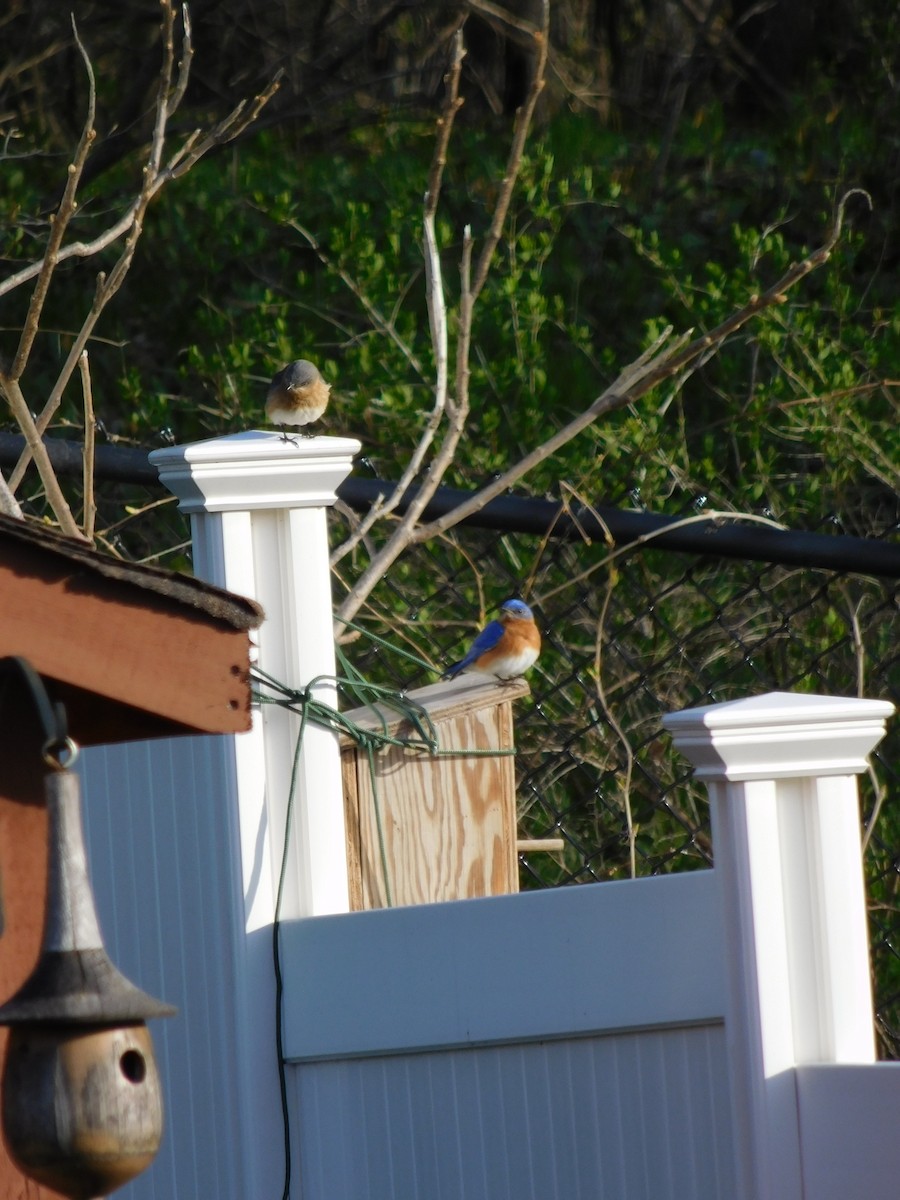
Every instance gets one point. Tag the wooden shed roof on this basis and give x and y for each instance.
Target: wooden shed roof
(132, 651)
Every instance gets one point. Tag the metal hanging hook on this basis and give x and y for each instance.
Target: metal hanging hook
(59, 750)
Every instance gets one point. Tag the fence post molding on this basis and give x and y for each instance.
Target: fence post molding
(786, 838)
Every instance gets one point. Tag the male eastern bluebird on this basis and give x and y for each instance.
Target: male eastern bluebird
(297, 395)
(505, 648)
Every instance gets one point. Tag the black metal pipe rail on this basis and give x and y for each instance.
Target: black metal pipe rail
(517, 514)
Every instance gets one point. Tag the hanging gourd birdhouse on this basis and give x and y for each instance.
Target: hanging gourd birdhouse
(82, 1108)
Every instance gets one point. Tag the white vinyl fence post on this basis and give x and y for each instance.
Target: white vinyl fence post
(786, 837)
(258, 516)
(258, 513)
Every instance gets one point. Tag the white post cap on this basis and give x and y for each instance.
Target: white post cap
(779, 736)
(256, 469)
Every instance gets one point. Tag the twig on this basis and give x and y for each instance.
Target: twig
(617, 727)
(154, 178)
(697, 519)
(471, 287)
(90, 508)
(59, 222)
(631, 384)
(9, 504)
(437, 315)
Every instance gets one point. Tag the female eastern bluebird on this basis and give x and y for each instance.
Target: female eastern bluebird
(297, 395)
(505, 648)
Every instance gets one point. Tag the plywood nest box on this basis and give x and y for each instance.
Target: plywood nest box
(425, 827)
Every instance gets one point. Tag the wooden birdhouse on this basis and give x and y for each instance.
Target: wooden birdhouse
(424, 827)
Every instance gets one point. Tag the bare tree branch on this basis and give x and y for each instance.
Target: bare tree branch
(631, 384)
(171, 90)
(90, 508)
(457, 408)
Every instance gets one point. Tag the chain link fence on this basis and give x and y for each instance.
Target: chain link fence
(631, 630)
_ _ _ _ _
:: What you need to do ::
Reproduce word for word the part of the lines above that opens with the line containing "Every instance gets one point. Tag the male" and closes with the final line.

:: Result for this exercise ::
Every instance gets one point. Tag the male eastern bluebird on this basis and give x and y for each instance.
Target: male eastern bluebird
(297, 395)
(505, 648)
Every instance gets one point. Tag the black metal pipe rail on this basis and give x and y for each instance.
Target: black metal pipe rail
(517, 514)
Every instance gets one point. Tag the hanging gourd birdhouse on this basis and give x and y for each instance.
Target: hanging gourd birdhouse
(82, 1108)
Every instance gets one point. Tag the white vinyl fence post on this basis and give x and y for each instance.
Target: white vinyl fence post
(786, 837)
(258, 516)
(258, 513)
Every instance gets one point. Tag the white post cap on this basis and give x and y for each instance.
Target: white post cap
(779, 736)
(256, 469)
Every instance gets one point. Tag the twig on this basis and give x and y for each instance.
Target: twig
(617, 727)
(154, 178)
(697, 519)
(471, 287)
(90, 508)
(59, 222)
(631, 384)
(9, 504)
(437, 315)
Every instance gets one point. Tag the female eastern bluebird on this basis and give x and y for each instance.
Target: female eastern bluebird
(297, 395)
(505, 648)
Every instance gets one point. Tag the plywood nest box on this basis and give x and y for each instance.
Target: plywood nest box
(425, 827)
Every instance gets one point. Tag the wooden birdhouse on this basis and give x and y for each instance.
Target: wooden birdhouse
(424, 827)
Every instance gets one point. Tag the bare tree branch on this basis and give x and y for each instance.
Target: bare tree branch
(631, 384)
(171, 90)
(90, 508)
(457, 408)
Every instance gets one point. Tag the chain link fence on this basis and give x and y for each instance.
Target: chain link fence
(631, 630)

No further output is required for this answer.